Problem to solve.
Can you extract every line below that contains the word "worker"? Copy each of those lines in full.

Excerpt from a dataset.
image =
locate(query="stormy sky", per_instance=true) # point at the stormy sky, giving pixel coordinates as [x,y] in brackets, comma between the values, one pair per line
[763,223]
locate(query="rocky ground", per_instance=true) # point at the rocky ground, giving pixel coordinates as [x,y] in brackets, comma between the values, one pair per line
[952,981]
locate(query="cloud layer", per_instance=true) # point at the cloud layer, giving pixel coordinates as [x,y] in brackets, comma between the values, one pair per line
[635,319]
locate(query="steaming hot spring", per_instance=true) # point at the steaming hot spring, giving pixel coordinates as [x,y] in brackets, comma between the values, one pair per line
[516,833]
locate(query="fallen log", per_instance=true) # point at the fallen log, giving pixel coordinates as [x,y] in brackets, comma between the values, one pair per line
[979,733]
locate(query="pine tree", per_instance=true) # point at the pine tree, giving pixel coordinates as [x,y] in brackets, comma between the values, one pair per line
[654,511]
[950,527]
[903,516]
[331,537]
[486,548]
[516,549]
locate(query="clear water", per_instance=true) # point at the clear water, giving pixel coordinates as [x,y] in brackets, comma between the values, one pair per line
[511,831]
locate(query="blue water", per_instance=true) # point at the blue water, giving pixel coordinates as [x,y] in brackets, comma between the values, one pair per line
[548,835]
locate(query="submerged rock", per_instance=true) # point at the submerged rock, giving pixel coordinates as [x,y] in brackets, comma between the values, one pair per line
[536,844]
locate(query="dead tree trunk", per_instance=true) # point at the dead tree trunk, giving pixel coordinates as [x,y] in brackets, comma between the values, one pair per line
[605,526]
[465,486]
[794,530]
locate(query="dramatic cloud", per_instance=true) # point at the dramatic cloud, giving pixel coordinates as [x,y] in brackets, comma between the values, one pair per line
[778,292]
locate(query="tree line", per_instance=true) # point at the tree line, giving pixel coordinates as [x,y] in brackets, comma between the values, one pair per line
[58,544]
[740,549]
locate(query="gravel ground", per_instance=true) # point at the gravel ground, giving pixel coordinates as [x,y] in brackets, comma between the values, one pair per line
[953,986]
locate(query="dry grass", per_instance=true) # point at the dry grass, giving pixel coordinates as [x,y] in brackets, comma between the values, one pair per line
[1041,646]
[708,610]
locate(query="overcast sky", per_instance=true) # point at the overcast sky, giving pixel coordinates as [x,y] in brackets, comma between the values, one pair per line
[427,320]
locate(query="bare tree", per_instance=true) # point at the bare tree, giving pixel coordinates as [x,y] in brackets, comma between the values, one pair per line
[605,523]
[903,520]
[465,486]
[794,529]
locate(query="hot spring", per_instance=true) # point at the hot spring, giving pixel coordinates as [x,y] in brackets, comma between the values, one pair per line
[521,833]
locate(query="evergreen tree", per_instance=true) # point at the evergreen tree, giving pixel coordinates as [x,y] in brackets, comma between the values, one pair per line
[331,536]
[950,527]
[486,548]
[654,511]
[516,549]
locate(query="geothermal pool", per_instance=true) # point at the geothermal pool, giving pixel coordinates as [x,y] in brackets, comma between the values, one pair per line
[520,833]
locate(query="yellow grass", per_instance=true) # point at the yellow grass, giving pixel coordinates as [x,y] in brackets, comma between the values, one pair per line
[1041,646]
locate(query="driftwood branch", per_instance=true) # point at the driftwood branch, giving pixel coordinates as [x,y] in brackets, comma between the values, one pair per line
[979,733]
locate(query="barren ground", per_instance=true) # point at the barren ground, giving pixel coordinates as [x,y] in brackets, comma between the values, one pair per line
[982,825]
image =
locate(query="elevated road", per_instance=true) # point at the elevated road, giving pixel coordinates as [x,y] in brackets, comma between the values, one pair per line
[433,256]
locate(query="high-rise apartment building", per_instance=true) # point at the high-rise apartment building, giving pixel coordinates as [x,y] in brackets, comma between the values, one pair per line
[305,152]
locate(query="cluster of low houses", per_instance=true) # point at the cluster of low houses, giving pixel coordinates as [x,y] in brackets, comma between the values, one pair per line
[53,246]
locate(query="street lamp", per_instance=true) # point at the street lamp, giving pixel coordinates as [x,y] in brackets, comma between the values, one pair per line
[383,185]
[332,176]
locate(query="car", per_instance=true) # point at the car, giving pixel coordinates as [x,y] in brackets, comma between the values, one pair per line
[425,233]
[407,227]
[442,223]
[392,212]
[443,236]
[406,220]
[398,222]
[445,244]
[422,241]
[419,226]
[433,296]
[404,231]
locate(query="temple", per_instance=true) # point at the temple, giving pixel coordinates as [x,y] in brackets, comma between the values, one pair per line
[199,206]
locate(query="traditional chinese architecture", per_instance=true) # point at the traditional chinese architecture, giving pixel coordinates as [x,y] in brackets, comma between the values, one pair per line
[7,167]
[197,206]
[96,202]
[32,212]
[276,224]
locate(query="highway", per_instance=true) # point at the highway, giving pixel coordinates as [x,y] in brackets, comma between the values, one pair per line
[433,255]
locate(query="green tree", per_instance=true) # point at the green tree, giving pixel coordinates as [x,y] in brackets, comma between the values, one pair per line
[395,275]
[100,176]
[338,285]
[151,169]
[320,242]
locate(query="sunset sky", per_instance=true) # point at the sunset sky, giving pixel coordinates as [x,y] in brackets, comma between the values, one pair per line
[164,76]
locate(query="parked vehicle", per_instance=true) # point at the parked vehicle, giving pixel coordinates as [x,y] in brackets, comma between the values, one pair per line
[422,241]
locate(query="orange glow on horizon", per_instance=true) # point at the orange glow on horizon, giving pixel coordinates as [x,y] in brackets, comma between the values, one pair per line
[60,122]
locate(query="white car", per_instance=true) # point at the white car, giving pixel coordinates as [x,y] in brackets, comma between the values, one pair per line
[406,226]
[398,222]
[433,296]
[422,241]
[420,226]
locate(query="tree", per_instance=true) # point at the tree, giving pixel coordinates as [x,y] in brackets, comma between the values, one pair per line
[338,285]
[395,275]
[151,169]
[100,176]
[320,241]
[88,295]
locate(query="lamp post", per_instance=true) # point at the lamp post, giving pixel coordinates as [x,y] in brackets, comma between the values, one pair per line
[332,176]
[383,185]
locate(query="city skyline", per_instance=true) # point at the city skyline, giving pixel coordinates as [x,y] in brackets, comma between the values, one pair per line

==

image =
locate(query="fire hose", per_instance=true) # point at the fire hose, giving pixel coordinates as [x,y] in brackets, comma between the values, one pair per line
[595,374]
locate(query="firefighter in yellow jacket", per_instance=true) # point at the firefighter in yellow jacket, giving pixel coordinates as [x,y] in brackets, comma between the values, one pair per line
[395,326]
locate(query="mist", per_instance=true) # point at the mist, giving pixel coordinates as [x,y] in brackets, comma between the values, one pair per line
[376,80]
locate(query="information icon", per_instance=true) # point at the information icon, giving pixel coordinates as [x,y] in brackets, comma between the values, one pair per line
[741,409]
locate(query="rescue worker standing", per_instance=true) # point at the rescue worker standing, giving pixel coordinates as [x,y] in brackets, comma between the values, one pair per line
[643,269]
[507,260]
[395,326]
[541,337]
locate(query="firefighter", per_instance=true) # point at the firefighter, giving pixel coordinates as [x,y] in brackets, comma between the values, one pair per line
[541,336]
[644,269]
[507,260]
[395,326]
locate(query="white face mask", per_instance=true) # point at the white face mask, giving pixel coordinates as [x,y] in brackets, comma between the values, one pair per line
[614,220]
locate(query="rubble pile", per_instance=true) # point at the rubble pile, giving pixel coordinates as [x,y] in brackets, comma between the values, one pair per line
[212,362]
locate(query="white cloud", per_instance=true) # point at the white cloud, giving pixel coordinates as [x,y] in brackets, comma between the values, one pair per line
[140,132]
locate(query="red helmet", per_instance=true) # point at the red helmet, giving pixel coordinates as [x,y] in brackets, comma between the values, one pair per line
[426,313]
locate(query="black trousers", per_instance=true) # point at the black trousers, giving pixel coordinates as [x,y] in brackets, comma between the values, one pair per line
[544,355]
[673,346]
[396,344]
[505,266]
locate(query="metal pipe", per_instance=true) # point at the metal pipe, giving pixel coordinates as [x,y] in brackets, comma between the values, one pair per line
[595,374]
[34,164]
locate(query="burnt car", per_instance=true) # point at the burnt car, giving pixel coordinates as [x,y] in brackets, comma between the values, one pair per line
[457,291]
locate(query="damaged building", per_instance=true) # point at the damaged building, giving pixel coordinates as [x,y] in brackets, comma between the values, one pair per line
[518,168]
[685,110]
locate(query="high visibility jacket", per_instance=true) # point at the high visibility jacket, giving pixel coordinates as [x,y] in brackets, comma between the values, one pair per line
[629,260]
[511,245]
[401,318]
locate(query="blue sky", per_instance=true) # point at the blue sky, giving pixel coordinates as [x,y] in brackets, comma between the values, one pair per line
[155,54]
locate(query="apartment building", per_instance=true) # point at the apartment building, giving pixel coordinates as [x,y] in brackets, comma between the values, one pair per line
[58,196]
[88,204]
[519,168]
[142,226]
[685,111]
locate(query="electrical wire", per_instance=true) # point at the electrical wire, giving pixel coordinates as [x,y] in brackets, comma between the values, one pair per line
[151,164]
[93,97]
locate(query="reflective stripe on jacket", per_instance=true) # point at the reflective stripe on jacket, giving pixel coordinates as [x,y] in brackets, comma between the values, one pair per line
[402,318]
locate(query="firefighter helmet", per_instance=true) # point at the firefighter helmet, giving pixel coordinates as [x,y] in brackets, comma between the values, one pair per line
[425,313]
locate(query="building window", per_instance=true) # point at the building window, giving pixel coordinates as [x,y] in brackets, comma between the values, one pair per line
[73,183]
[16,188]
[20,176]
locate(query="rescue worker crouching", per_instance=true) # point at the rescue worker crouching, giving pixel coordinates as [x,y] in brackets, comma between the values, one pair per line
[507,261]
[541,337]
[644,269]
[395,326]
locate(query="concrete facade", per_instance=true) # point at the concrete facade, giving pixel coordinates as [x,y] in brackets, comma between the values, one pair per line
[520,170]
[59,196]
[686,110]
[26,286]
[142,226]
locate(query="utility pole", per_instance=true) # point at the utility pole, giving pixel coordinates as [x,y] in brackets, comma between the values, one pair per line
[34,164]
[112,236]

--

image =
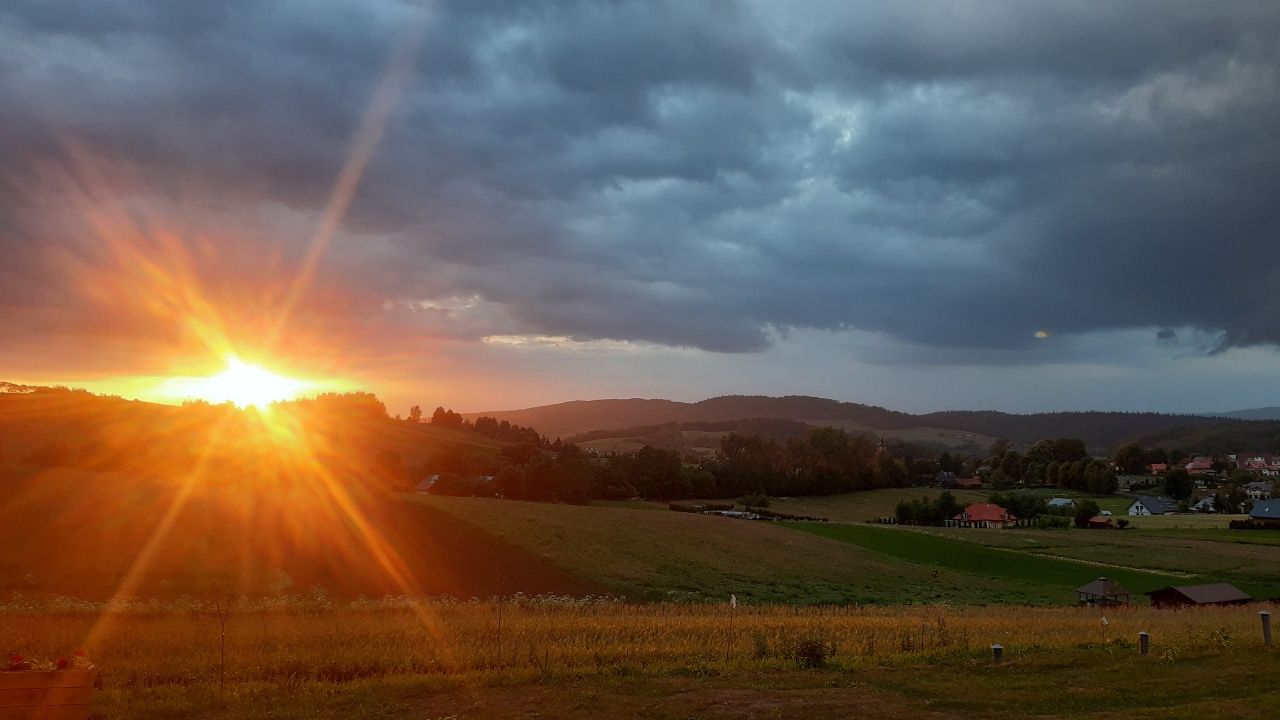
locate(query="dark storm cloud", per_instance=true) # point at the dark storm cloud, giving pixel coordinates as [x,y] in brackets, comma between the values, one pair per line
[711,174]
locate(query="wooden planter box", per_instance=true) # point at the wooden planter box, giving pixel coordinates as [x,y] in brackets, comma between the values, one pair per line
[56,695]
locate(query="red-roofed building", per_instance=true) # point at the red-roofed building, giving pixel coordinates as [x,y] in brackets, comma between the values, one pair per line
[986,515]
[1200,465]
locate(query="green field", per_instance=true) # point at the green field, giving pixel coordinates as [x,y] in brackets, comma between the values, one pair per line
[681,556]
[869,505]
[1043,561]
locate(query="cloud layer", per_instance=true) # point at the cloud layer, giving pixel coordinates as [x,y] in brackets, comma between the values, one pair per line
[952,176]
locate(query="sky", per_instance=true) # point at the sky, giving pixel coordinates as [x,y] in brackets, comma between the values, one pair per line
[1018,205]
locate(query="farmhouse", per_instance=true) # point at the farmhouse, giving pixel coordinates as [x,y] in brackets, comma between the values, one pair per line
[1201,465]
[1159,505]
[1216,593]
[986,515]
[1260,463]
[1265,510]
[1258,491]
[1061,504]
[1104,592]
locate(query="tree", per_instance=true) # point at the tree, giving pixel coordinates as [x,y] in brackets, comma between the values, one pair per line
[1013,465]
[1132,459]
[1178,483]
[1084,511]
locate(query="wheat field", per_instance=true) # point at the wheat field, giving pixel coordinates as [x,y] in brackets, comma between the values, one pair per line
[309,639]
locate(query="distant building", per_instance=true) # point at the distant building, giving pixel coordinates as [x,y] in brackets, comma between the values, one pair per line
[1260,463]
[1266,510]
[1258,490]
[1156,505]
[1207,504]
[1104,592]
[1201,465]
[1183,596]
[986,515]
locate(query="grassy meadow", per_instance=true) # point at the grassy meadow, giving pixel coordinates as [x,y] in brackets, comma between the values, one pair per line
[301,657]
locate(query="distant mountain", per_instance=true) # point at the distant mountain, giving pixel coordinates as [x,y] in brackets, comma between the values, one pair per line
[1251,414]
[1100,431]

Result for this exercise.
locate(query="rescue worker standing", per_instance=true) # point at the rescue worker standing, giving pixel coordinates as [x,y] in brackets, comma between the values, one pair per line
locate(query="rescue worker crouching", per_instance=true) # point at the rescue worker crouching, giving pixel coordinates as [x,y] in brackets, comma between the values, one pair per line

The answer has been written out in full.